= SELECTED TEXT =
□ □ □ □

Now that we know a chemical in our car tires is killing salmon, we have to act urgently to keep it out of the water.
Research published last year confirmed that the preservative 6PPD interacts with ozone to kill coho salmon even in low concentrations in a short amount of time. The study led by Jenifer McIntyre of Washington State University was conducted over a decade in partnership with the University of Washington at the Suquamish Tribe’s Grovers Creek Hatchery.
In the salmon recovery world, it’s rare that we’re able to pinpoint the exact chemical at fault. These findings are a smoking gun for the collapse of coho salmon throughout the Puget Sound, especially in the urban and developing areas where roads and salmon intersect.
Coho populations are at an all-time low, having declined steadily since the 1980s. At the same time, we’ve seen the expansion of road systems into rural areas. While there are other factors that have led to declining salmon runs, science has shown that 6PPD is a piece of the puzzle.

□ □ □ □

= ENTRIES SHOWN =

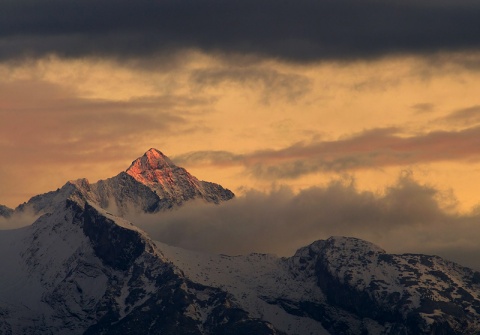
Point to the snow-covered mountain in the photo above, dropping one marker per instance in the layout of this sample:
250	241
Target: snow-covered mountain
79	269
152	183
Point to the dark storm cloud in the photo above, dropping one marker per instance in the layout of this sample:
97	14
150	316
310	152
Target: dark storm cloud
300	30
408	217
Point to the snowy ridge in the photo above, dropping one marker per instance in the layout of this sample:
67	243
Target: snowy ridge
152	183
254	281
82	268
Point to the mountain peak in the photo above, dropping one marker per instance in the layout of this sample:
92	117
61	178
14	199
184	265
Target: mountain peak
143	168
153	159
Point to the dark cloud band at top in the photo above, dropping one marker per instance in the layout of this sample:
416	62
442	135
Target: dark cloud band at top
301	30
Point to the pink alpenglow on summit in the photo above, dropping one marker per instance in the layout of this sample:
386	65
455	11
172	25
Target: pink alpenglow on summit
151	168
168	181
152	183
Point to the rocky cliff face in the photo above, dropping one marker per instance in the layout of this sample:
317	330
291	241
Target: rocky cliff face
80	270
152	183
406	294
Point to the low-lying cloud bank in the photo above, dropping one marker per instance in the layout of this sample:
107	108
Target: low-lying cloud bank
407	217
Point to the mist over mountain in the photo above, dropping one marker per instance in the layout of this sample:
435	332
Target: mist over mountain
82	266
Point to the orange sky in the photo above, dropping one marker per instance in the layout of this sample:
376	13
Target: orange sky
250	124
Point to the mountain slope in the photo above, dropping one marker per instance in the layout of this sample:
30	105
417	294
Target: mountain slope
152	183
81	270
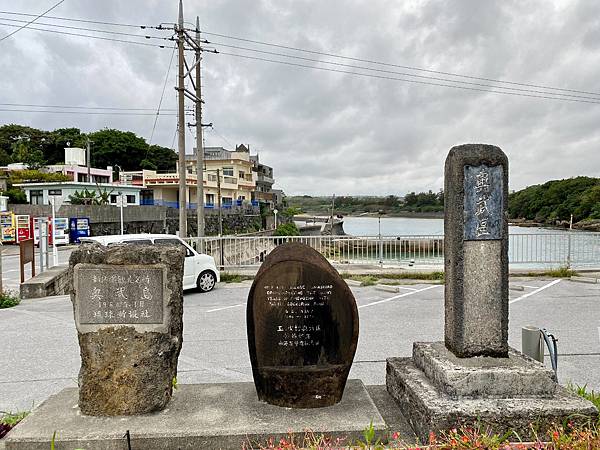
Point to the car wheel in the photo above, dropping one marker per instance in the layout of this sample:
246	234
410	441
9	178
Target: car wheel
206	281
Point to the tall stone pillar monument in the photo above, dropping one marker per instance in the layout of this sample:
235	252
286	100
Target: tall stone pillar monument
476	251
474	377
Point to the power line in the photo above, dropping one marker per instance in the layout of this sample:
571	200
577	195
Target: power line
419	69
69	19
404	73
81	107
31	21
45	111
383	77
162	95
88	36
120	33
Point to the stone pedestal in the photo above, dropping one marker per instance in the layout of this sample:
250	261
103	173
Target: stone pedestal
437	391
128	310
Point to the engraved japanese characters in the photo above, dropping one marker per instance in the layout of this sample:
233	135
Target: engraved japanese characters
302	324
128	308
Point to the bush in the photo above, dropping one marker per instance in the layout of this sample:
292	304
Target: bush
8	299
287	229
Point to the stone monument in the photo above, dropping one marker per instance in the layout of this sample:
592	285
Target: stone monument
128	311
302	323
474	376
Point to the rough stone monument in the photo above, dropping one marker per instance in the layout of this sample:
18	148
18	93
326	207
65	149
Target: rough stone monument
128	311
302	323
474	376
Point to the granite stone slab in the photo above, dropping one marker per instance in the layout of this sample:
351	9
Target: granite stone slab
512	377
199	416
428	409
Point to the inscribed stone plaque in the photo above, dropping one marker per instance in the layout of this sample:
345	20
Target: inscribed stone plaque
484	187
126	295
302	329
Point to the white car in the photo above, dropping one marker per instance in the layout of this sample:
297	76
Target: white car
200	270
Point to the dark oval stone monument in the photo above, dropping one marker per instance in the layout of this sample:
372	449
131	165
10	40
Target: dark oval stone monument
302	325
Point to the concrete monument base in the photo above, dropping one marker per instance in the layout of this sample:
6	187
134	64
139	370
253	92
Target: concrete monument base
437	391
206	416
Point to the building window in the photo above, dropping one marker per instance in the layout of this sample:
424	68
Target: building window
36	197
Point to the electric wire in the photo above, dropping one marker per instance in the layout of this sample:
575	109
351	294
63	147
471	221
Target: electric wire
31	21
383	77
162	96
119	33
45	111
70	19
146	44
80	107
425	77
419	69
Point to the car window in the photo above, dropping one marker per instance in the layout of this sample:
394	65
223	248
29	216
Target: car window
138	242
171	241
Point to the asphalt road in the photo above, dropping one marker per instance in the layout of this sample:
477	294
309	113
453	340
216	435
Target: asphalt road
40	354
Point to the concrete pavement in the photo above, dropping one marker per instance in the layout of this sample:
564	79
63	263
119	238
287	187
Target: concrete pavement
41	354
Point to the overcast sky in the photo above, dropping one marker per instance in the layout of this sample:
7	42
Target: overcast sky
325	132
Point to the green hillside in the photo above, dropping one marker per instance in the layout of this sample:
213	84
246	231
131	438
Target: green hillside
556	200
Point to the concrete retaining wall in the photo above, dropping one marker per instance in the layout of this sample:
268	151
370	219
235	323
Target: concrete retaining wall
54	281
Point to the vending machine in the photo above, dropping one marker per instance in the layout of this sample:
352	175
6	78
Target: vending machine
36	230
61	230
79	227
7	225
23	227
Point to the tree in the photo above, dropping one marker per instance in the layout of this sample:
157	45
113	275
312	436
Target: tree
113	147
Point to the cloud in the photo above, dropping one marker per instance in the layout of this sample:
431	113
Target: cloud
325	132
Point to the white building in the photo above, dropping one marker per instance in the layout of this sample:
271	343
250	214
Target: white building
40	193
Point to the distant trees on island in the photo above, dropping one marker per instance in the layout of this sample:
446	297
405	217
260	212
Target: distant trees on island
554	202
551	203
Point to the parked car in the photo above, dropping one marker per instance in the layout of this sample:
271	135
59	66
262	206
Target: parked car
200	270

□ □ □ □

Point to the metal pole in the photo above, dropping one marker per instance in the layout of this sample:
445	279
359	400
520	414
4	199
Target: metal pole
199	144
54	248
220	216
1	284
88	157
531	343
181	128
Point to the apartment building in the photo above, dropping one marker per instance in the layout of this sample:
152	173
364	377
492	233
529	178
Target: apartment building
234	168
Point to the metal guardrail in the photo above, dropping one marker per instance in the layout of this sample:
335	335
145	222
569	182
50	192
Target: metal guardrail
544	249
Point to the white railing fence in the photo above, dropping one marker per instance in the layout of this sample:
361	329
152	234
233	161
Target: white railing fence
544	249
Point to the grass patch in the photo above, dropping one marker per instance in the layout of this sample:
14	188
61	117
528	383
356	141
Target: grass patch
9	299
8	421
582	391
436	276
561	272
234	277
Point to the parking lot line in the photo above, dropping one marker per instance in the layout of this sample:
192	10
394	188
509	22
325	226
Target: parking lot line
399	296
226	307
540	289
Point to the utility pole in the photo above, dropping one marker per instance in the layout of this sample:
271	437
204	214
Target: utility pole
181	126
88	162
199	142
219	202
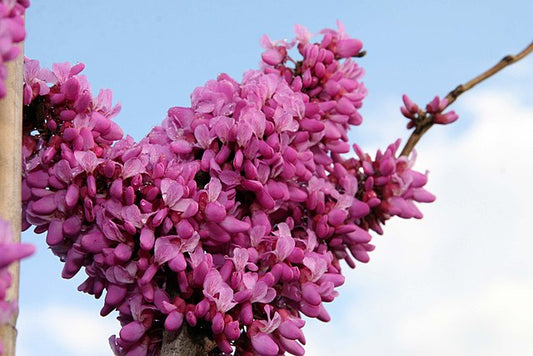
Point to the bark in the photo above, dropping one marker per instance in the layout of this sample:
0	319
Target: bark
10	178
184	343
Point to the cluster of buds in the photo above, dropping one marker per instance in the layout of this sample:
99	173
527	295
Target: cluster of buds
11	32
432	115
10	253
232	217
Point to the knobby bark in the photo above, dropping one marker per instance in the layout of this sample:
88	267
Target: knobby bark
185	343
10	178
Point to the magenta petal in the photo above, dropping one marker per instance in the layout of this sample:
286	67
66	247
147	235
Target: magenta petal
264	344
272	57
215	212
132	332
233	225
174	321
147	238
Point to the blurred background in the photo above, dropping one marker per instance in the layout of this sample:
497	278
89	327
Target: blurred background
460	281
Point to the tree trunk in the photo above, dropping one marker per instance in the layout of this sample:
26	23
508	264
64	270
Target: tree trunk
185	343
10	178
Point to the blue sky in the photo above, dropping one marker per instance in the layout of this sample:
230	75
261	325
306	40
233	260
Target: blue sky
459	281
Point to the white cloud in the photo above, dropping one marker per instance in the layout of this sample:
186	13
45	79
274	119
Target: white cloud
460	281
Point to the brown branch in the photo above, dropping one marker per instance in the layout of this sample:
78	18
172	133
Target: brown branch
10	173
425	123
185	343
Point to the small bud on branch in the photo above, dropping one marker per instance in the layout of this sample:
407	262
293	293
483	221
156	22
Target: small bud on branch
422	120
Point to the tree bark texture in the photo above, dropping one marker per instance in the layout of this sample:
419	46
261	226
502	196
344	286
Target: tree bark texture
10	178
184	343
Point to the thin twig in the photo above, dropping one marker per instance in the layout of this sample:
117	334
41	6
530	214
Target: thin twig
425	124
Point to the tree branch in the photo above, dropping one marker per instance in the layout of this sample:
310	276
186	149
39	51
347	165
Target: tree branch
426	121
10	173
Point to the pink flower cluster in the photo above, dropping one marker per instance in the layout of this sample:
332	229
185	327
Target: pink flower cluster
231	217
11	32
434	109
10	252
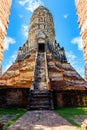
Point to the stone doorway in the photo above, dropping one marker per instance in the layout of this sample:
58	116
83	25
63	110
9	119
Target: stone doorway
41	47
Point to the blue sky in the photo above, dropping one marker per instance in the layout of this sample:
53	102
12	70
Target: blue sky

□ □ □ □

= PROMPT =
Write out the passage on tire chemicals and salmon word for word, starting at "Research published last" and ending at "Grovers Creek Hatchery.".

= RESULT =
Research published last year confirmed that the preservative 6PPD interacts with ozone to kill coho salmon even in low concentrations in a short amount of time. The study led by Jenifer McIntyre of Washington State University was conducted over a decade in partnership with the University of Washington at the Suquamish Tribe’s Grovers Creek Hatchery.